EXERCISE DIRECTIONS - Print these lines exactly, starting at the line that contains "seated marble statue?" and ending after the line that contains "[209,85,230,129]".

»»

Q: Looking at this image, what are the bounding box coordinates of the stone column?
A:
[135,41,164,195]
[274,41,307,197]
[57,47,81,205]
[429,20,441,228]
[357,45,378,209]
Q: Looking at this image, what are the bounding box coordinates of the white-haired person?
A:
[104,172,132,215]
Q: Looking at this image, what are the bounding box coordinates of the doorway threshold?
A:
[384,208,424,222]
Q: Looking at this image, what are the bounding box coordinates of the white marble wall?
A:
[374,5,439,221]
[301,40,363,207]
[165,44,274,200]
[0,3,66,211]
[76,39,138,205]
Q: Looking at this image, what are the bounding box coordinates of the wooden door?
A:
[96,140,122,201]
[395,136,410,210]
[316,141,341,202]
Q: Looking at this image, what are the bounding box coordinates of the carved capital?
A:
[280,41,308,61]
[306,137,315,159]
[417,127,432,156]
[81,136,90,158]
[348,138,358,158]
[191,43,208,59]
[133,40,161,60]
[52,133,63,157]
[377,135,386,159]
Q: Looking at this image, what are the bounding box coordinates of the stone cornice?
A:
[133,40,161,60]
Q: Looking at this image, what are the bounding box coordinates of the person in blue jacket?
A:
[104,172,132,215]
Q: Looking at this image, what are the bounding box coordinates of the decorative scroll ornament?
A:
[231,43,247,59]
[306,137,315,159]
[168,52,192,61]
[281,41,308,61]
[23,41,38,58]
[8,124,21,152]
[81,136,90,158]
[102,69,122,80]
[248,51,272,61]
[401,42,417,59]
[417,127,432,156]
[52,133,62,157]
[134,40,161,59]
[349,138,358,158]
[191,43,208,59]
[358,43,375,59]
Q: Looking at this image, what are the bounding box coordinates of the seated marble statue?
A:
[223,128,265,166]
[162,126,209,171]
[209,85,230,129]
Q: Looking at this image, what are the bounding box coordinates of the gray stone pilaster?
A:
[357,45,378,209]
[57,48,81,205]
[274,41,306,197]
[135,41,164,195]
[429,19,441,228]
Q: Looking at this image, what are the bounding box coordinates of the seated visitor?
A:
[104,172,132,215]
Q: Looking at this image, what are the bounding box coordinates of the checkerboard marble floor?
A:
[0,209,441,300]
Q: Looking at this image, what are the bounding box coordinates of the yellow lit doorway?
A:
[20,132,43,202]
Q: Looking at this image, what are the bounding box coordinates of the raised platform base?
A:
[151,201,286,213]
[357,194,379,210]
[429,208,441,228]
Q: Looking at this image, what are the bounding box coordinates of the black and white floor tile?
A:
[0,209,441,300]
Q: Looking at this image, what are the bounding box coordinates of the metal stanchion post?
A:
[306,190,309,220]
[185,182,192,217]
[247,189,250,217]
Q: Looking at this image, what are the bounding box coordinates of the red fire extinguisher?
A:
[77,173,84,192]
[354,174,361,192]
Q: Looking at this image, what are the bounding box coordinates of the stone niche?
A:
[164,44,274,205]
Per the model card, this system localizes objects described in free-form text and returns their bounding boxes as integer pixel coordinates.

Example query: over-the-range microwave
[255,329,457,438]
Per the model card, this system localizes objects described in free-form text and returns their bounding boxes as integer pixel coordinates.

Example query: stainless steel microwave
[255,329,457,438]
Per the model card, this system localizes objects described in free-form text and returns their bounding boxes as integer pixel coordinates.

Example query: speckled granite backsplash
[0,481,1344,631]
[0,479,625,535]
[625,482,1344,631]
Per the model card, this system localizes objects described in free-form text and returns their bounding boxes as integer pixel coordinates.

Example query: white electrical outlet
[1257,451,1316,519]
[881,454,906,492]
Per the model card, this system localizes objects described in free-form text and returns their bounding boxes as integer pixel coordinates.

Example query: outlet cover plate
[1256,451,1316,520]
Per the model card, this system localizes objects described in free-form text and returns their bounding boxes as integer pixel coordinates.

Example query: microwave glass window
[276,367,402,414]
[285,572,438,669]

««

WRITTEN RESPONSE -
Q: Looking at this image, what are the bounding box coordinates of the seated marble statue?
A:
[223,128,265,166]
[162,126,209,171]
[209,85,230,129]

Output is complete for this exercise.